- Job -
Reproduce every row below, changing "top-left corner" to "upper-left corner" and keeping everything else as it is.
# # # #
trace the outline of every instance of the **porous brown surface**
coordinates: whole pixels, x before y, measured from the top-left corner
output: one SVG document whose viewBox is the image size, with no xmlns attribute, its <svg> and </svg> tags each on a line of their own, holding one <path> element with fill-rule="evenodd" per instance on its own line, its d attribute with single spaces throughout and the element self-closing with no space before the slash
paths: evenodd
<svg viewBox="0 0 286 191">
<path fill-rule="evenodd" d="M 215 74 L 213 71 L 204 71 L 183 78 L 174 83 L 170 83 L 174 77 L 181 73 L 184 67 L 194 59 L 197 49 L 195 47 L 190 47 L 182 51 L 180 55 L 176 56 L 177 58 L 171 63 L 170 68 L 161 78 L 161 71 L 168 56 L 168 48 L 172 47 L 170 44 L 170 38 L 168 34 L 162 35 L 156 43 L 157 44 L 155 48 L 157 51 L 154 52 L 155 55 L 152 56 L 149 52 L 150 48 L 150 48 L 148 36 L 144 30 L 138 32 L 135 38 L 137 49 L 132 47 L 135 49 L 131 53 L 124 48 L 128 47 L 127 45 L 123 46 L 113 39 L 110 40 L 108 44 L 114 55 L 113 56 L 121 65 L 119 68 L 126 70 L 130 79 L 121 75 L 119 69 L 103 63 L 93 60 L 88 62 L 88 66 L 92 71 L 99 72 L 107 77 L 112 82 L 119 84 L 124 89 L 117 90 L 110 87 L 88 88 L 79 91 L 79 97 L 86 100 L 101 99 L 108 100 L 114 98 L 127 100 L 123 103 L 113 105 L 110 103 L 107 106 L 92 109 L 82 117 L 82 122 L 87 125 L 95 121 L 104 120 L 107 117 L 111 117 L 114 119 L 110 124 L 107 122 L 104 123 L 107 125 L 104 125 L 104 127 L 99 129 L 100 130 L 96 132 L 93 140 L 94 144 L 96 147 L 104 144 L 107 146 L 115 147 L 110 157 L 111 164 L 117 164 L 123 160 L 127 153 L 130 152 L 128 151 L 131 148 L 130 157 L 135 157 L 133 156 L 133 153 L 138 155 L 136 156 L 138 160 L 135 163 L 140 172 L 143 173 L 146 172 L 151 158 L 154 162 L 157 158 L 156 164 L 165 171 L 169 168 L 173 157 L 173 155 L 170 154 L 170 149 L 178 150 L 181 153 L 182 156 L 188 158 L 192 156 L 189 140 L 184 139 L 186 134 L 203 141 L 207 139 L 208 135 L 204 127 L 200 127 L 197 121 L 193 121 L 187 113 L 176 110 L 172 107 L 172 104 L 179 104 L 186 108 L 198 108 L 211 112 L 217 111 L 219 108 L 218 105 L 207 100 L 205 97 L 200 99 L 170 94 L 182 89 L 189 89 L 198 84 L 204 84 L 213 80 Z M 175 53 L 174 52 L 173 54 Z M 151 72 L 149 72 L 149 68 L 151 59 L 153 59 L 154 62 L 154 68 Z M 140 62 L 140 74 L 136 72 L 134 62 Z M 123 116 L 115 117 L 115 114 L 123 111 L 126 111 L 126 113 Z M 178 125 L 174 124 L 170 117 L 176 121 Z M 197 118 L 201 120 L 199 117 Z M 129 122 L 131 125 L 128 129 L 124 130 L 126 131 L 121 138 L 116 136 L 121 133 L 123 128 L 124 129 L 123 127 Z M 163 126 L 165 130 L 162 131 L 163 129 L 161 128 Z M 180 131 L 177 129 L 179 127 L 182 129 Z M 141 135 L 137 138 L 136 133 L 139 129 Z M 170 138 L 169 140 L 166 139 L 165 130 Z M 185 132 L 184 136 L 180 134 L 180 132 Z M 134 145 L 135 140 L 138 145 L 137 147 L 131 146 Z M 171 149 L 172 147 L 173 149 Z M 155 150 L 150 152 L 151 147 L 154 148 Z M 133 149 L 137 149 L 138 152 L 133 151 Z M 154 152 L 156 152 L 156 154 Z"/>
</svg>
# # # #
- Answer to the task -
trace the outline of every instance of the **porous brown surface**
coordinates: whole pixels, x before y, measured from the upper-left corner
output: one SVG document whose viewBox is the image size, with no xmlns attribute, its <svg> and </svg> tags each on a line of their own, holding one <path> element with fill-rule="evenodd" per instance on its own line, its d attribute with single spaces throughout and the element self-closing with no space before the slash
paths: evenodd
<svg viewBox="0 0 286 191">
<path fill-rule="evenodd" d="M 215 74 L 213 71 L 204 71 L 183 78 L 174 83 L 170 83 L 174 77 L 181 73 L 184 67 L 194 59 L 197 49 L 195 47 L 190 47 L 182 51 L 180 55 L 176 56 L 177 58 L 171 63 L 170 68 L 161 78 L 161 71 L 168 56 L 168 48 L 172 47 L 170 44 L 170 38 L 168 34 L 162 35 L 156 43 L 157 44 L 155 48 L 157 51 L 154 52 L 155 55 L 152 56 L 149 52 L 150 48 L 150 48 L 148 36 L 144 30 L 138 32 L 135 38 L 137 49 L 132 47 L 135 49 L 131 53 L 124 48 L 128 47 L 127 45 L 123 46 L 113 39 L 110 40 L 108 44 L 114 55 L 113 56 L 121 65 L 119 68 L 126 70 L 130 79 L 121 75 L 119 69 L 103 63 L 93 60 L 88 62 L 88 66 L 92 71 L 99 72 L 107 77 L 112 82 L 119 84 L 124 89 L 117 90 L 110 87 L 88 88 L 79 91 L 79 97 L 86 100 L 101 99 L 108 100 L 114 98 L 127 100 L 123 103 L 113 105 L 110 103 L 107 106 L 92 109 L 82 117 L 82 122 L 87 125 L 95 121 L 104 120 L 107 117 L 111 117 L 114 119 L 110 124 L 107 122 L 104 123 L 107 125 L 104 125 L 104 127 L 99 129 L 100 130 L 96 132 L 93 140 L 94 144 L 96 147 L 104 144 L 107 146 L 115 147 L 110 157 L 111 164 L 117 164 L 123 160 L 127 153 L 130 152 L 128 151 L 131 148 L 130 157 L 135 157 L 133 156 L 133 153 L 138 155 L 136 156 L 138 160 L 135 163 L 140 172 L 143 173 L 146 172 L 151 158 L 154 162 L 157 158 L 156 164 L 165 171 L 169 168 L 173 157 L 173 155 L 170 154 L 170 149 L 178 150 L 181 153 L 182 156 L 188 158 L 192 156 L 189 140 L 184 139 L 186 134 L 203 141 L 207 139 L 208 135 L 204 127 L 200 127 L 197 121 L 193 121 L 187 113 L 176 110 L 172 107 L 172 104 L 179 104 L 186 108 L 198 108 L 211 112 L 217 111 L 219 108 L 218 105 L 207 100 L 205 97 L 200 99 L 170 94 L 182 89 L 189 89 L 198 84 L 204 84 L 213 80 Z M 175 53 L 174 52 L 173 54 Z M 151 72 L 149 72 L 149 68 L 151 59 L 153 59 L 154 62 L 154 68 Z M 140 62 L 140 74 L 136 72 L 134 62 Z M 123 116 L 115 117 L 115 114 L 123 111 L 126 111 L 126 113 Z M 178 125 L 174 124 L 170 117 L 176 121 Z M 197 118 L 201 120 L 199 117 Z M 129 122 L 131 125 L 128 129 L 124 130 L 126 131 L 121 138 L 116 136 L 121 133 L 123 128 L 124 129 L 123 127 Z M 163 126 L 165 130 L 162 131 L 163 129 L 161 128 Z M 180 131 L 177 129 L 179 127 L 182 129 Z M 141 135 L 137 138 L 136 133 L 139 129 Z M 170 138 L 169 140 L 166 139 L 165 130 Z M 185 132 L 184 136 L 180 134 L 180 132 Z M 134 145 L 135 140 L 138 145 L 137 147 L 131 146 Z M 171 149 L 172 147 L 173 149 Z M 155 150 L 150 152 L 151 147 L 154 148 Z M 133 149 L 137 149 L 138 152 L 133 151 Z M 154 152 L 156 152 L 156 154 Z"/>
</svg>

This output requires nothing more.